— DATA FOR ANALYSIS —
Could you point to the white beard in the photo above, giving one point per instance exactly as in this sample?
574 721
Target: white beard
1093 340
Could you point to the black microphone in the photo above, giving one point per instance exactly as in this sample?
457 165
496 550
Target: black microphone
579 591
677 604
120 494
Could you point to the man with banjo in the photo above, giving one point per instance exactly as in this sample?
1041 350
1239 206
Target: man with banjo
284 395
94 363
--
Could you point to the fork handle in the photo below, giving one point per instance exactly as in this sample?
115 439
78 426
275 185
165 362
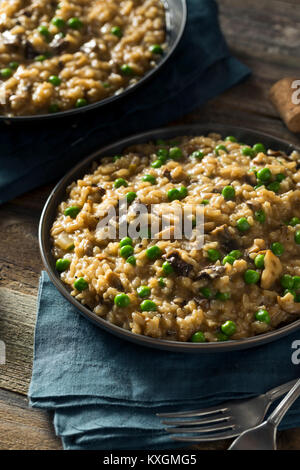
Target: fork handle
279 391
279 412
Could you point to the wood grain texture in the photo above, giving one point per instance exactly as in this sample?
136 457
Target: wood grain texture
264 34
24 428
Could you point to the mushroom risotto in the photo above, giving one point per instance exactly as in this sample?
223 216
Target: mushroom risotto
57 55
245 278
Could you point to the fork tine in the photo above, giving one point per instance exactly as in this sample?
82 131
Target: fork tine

— ABOUT THIS EXERCISE —
Only lines holding the word "tine" are wanted, so copy each of them from the records above.

— EXERCISE RESULT —
Could you point to the fork tine in the photo above, giving one point per instance exactly as in this sample?
Target: fork tine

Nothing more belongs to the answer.